[Raw records start]

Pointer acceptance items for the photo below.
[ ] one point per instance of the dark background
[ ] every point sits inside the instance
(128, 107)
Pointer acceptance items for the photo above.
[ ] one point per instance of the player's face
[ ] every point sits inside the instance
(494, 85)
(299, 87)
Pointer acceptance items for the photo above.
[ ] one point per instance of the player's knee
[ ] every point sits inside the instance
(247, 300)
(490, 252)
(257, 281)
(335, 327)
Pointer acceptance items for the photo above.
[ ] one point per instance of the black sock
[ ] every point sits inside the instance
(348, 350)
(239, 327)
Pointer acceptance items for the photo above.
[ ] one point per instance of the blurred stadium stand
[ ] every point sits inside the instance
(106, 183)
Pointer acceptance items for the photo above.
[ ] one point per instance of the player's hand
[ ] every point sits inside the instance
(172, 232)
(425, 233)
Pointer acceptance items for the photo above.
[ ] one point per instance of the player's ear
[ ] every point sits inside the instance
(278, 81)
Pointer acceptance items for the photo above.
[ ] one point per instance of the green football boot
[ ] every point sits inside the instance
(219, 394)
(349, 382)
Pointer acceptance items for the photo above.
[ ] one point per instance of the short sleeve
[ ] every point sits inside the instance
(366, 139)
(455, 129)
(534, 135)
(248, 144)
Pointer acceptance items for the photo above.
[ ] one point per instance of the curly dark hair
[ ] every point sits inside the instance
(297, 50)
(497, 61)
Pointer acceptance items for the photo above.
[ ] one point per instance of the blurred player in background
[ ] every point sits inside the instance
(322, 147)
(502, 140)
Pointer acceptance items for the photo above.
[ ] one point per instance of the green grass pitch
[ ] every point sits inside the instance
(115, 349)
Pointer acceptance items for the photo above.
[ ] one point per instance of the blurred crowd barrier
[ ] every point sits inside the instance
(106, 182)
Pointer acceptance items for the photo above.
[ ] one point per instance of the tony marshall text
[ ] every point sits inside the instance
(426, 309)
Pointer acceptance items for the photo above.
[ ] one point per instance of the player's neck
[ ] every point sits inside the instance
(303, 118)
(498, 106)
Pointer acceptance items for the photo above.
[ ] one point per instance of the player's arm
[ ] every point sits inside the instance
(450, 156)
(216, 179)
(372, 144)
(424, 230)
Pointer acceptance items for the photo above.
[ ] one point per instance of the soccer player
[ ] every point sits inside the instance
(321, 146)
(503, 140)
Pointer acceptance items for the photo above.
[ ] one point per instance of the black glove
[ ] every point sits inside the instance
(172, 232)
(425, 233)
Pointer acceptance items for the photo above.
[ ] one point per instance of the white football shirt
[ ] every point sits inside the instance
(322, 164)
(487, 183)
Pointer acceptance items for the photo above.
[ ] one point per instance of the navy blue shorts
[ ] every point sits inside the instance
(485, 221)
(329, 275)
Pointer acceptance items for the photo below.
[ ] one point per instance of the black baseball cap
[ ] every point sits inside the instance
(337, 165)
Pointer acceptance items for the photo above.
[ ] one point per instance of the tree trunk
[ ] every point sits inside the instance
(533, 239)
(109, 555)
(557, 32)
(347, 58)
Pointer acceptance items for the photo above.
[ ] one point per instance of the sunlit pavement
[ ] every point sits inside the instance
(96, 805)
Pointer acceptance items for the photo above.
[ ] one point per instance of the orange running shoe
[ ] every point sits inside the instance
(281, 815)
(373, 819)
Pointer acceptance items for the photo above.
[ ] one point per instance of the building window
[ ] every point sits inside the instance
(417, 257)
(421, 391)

[Raw records end]

How many lines of the material contain the word "player"? Reply with the number only.

**Answer to this task:** 8